Problem => If "window" shows up in a line of the material, return that line.

Study material =>
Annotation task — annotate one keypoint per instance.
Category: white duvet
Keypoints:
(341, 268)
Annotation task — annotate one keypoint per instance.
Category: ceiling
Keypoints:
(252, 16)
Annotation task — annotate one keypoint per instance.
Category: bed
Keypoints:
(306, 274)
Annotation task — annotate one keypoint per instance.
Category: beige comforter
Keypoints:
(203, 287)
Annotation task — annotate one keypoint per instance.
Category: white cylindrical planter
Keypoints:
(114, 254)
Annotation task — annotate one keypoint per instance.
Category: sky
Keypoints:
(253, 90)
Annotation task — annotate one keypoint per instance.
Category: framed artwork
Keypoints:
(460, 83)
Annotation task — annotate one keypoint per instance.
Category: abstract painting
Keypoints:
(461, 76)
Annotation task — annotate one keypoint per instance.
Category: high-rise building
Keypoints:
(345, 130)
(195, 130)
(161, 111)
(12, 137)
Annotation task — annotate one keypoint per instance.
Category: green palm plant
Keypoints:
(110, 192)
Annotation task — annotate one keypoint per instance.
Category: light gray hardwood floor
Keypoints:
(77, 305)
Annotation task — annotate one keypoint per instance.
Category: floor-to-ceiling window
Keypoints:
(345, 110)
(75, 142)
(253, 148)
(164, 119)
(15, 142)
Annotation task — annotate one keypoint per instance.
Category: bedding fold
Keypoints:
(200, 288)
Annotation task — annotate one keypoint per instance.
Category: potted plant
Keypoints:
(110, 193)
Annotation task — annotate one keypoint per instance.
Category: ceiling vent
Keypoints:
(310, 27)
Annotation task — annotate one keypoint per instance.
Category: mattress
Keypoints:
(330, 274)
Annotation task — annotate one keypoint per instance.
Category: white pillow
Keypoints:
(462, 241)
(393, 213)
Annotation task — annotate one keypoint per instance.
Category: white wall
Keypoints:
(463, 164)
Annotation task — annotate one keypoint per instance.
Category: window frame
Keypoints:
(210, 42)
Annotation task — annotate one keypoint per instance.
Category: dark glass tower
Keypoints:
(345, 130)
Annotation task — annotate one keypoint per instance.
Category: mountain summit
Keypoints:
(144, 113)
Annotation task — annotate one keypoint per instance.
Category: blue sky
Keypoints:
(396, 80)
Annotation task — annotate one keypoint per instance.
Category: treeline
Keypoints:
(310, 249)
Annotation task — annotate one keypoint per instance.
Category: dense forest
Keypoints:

Exercise solution =>
Category: floor-to-ceiling window
Category: window frame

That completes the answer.